SELECTED TEXT »

============

Record Panic Selling Hits Samsung, SK Hynix, but Brokers Still See Kospi at 10,000
Summary
- Brokerages said the plunge in Samsung Electronics and SK Hynix reflected short-term supply-demand factors and a valuation adjustment, not deteriorating industry conditions, and that their long-term outlook remains positive.
- Analysts said it is too early to call a top in semiconductors, citing AI investment, HBM, LTAs, supply shortages and sustained memory profits as reasons the supercycle is likely to continue.
- Brokerages viewed the recent selloff as a repricing process and said that depending on second-quarter earnings and the CPI, a firm hold above the Kospi 8,200 level could open the way to the Kospi 10,000 era in short order.
Forecast Trend Report by Period


"Memory Profits to Stay Strong" as Brokerages Keep Bullish View Through Kospi Whiplash
Optimism persists despite one of the sharpest bouts of panic selling on record
Brokerages say the semiconductor cycle is not over
"Kospi will enter the 10,000 era in fairly short order"

Shares of Samsung Electronics Co. and SK Hynix Inc. whipsawed again on July 14, capping one of the wildest trading sessions on record. Even as market anxiety deepened, brokerages said the moves reflected a short-term supply-demand shock and a valuation reset rather than a deterioration in industry conditions. Their longer-term view remained upbeat.
Analysts argue that the semiconductor supercycle that has driven the stock market higher remains intact, backed by expanding artificial intelligence investment, long-term agreements and resilient memory demand.
From a 10% slide to a 3% rebound: Samsung and SK Hynix on a roller coaster
SK Hynix and Samsung Electronics finished the regular session up more than 3% after swinging between steep losses and sharp gains throughout the day.
SK Hynix closed at 1,913,000 won on July 14, up 3.69% from the previous session. The intraday swings were unusually violent for a large-cap stock. The shares fell as much as 4.74% at the open to 1,757,500 won, then rebounded to 1,929,000 won by 10:06 a.m., up 4.55%. They reversed again and plunged 9.05% to 1,678,000 won around noon before surging back in afternoon trading.
Samsung Electronics also swung repeatedly before ending up 3.34% at 263,000 won. The stock dropped more than 2% just after the open, then rebounded to as high as 270,000 won around 10 a.m., up 6.09%. At 12:22 p.m., it briefly fell 2.95% to 247,000 won. Bargain buying by foreign and institutional investors followed the previous day’s selloff, while heavy retail liquidation continued, setting up a tug-of-war in the market.

============

Records »
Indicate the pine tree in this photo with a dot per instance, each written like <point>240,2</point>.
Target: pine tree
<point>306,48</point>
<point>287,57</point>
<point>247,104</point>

============

WHAT YOU WILL DO »
**1.** List the reasons analysts cite, according to the summary of the article on Samsung and SK Hynix shares, for why the semiconductor supercycle is likely to continue.
**2.** Extend the article on the Samsung and SK Hynix share swings, picking up after its final sentence.

EXERCISE RESPONSES »
**1.** AI investment, HBM, LTAs, supply shortages, and sustained memory profits.

**2.**
The previous session was even more severe. Samsung Electronics tumbled 10.70%, while SK Hynix sank 15.37%. SK Hynix posted its biggest one-day decline on record. The selloff came as investor sentiment cracked under persistent concerns that semiconductors were nearing a peak, compounded by renewed fears of a resumption in war between the US and Iran.
“The volatility in the Korean stock market has expanded beyond levels seen during the global financial crisis,” Kim Byung-yeon, an analyst at NH Investment & Securities, said. Debate over a semiconductor peak, renewed US-Iran tensions, disruptions in domestic trading flows and worries about higher US interest rates all fed into the move.
“The conviction of retail investors, who had helped drive the stock market’s uptrend, is starting to weaken,” Kang Dae-seung, an analyst at SK Securities, said. Net buying has held up, but the funding base behind it — including margin loans and client deposits — has already started to shrink.
Too early to call the top in semiconductors, brokerages say, citing LTAs
Bullish views are persisting even as extreme volatility continues. Brokerages say the turmoil does not signal a slowdown in semiconductor fundamentals. Instead, they argue investors should focus on long-term agreements, or LTAs, which could help preserve elevated profit levels in the memory industry for an extended period.
Chae Min-sook, an analyst at Korea Investment & Securities, said prices in the spot market, where memory products are traded quickly, could keep rising because of tight supply. Prices for volumes already committed under LTAs with big tech companies, however, should rise more gradually under contract terms instead of tracking short-term spot swings. Even if market prices jump, the prices customers actually pay under long-term contracts would climb more steadily.
“Structural supply constraints from the expansion of high-bandwidth memory, or HBM, and the long-term contract structure through LTAs will provide the foundation for the memory industry to sustain high profit levels for a long time,” Chae said. The key drivers of the cycle — more AI infrastructure spending and limited supply — remain unchanged.
“Supply shortages will continue next year, and demand remains strong enough that this is not even the stage to discuss inventory accumulation,” Han Dong-hee, an analyst at SK Securities, said.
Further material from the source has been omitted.